Slender-spire Orchid
Piperia unalascensis (Spreng.) Rydb.
Family: Orchidaceae, Orchid
Genus: Piperia
Synonyms: Habenaria unalascensis
Other names: Alaska rein-orchid
Nomenclature: unalascensis = from Aleutian Is. (Unalaska)
Nativity / Invasiveness: Montana native plant
Edible plant
No medicinal data
Description

General: perennial, hairless, leafless but with a few small bracts, 20-60 cm tall, from 1-3 round to ovoid, fleshy tubers mostly 1.5-3 cm long and up to 1 cm broad.

Leaves: mainly basal, 2-4 on the lower third of the stem, often closely clustered, usually starting to wither by early flowering, lanceolate to oblanceolate, 8-15 cm long and 10-30 mm broad, pointed to blunt-tipped, gradually narrowed to the sheathing base.
-.-.-
→ Task:
Continue the slender-spire orchid plant description from its last line, in the same entry format and technical register.
-.-.-
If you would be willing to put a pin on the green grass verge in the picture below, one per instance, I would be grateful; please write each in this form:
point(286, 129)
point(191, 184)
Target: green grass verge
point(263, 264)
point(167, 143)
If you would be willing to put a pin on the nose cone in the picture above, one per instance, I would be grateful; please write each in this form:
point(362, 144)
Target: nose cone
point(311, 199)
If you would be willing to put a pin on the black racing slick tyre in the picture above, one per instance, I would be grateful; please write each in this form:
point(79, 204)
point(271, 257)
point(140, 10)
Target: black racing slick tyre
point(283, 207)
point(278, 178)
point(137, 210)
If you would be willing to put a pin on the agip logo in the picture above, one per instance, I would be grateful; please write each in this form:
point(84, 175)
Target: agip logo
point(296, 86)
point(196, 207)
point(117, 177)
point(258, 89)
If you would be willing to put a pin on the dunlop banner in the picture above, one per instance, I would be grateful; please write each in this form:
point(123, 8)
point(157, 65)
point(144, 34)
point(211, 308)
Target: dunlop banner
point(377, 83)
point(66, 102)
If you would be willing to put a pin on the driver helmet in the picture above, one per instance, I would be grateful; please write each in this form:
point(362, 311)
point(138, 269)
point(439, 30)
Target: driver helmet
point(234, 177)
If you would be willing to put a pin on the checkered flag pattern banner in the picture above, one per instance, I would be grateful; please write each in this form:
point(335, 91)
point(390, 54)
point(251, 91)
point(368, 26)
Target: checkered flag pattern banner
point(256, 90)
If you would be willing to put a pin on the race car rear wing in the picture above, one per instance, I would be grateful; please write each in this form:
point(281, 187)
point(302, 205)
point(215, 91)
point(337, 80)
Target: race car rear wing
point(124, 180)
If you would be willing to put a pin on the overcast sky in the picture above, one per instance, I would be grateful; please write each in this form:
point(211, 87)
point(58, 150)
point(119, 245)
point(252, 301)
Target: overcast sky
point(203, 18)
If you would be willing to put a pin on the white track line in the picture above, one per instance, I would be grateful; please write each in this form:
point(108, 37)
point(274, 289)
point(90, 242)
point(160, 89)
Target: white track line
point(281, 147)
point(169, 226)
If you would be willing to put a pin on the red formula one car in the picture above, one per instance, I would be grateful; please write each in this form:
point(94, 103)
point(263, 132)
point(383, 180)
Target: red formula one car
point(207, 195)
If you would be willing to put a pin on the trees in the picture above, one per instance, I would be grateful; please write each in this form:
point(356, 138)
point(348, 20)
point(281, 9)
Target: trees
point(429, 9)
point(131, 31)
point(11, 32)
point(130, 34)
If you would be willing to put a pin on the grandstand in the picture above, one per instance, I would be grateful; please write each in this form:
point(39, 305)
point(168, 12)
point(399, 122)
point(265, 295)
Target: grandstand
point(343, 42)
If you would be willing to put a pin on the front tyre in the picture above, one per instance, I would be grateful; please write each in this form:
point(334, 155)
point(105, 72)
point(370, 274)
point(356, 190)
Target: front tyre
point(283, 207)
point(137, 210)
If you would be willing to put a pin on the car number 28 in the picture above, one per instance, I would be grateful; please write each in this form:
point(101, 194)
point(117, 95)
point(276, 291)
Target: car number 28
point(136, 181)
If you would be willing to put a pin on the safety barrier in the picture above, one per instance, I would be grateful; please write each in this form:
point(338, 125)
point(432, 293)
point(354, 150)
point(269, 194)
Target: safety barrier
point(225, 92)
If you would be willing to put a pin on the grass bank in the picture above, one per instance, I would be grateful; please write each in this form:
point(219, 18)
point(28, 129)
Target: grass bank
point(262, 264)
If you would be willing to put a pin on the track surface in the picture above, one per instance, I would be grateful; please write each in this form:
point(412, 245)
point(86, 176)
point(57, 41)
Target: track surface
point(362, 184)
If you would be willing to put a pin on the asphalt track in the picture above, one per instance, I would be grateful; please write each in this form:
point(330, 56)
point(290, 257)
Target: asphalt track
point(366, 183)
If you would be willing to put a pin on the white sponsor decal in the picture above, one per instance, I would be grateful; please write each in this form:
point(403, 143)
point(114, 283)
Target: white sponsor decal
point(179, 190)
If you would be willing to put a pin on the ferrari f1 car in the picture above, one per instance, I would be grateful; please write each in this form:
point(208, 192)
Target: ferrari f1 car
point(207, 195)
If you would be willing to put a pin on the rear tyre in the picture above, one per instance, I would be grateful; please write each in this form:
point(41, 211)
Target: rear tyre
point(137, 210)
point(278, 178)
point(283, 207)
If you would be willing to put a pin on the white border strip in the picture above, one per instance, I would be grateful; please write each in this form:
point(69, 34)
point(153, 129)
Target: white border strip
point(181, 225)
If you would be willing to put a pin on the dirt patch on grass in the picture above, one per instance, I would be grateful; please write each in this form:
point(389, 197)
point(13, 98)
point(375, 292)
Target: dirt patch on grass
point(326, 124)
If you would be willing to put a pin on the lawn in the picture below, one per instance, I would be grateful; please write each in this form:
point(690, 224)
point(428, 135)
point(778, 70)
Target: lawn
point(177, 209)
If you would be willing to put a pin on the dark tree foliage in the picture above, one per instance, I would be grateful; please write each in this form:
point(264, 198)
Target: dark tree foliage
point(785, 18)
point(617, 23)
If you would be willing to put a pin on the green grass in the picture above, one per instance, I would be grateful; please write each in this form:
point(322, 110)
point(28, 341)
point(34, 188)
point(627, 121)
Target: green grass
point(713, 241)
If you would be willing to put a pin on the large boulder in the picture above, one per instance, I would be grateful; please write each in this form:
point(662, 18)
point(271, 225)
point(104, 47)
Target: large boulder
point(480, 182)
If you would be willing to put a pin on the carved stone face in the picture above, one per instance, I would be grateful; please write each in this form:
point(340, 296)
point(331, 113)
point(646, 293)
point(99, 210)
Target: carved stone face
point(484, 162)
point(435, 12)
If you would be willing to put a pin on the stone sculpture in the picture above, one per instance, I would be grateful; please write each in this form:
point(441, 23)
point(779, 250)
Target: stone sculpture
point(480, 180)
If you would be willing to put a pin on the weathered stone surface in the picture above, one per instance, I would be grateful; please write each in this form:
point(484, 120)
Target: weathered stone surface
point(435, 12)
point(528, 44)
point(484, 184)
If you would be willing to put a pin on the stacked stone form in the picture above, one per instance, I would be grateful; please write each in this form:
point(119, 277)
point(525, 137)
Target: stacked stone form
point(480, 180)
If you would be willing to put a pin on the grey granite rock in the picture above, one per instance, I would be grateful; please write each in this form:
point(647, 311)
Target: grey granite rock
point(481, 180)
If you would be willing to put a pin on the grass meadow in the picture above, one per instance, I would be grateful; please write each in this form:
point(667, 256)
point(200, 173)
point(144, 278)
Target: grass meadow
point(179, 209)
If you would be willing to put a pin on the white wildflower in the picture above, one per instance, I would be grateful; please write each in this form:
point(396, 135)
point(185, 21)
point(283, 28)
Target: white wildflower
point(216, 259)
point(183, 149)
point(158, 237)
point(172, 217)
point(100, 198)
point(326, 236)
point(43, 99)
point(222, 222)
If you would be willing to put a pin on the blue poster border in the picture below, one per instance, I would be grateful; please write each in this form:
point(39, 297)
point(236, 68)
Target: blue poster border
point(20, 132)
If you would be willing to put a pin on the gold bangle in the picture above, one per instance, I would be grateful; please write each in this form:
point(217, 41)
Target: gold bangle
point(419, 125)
-.-.-
→ Answer area:
Flowers: numerous in a tall, narrow spike, moderately fragrant, almost stalkless, spirally arranged, the floral bracts up to 8 mm long. Sepals 1-nerved, pale green, thin, the upper one ovate or ovate-elliptic, about 3 mm long, the lower pair slightly longer, spreading to slightly bent back. Petals fleshy and thicker than the sepals, greenish to nearly white and sometimes purplish-tinged, the lip fleshy, lanceolate to triangular-ovate, 2.5-4.5 mm long, narrower near the base, fused with the side sepals and with the base of the column, thickened along the edges. Spur cylindric straight to somewhat curved, 3-5 mm long. Reproductive column very short, the anther about 1 mm long, the pollen sacs nearly joined. Late June-August.

Fruits: capsules, erect, scarcely 1 cm long.


Distribution

Usually in dry woods, to gravelly streambanks and open mountain sides, in w. and c. parts of MT. Also from AK to Quebec and Ontario, and s. to CA, NV, UT, CO, SD.
Edible Uses

The Pomo and Kashaya Indians baked the bulbs of hillside bog orchid and they were eaten like baked potatoes.